**WRITTEN EXERCISE:** Copy the lines below word for word, leaving out the pictures.
## BEGIN SUPPLIED MATERIAL
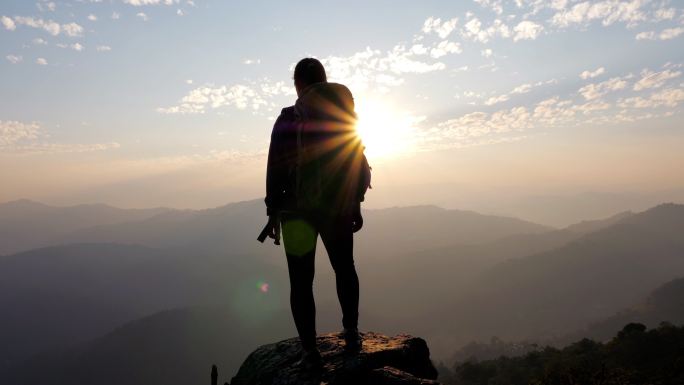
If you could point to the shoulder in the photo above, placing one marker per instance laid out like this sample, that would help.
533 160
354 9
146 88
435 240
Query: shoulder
287 114
284 120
## END SUPPLIED MATERIAL
**COMPLETED EXERCISE:**
If you could point to the shoulder in the photo above, placing one marker per instance laid out like this sample, that would help.
533 160
354 9
146 88
435 240
Query: shoulder
287 114
284 120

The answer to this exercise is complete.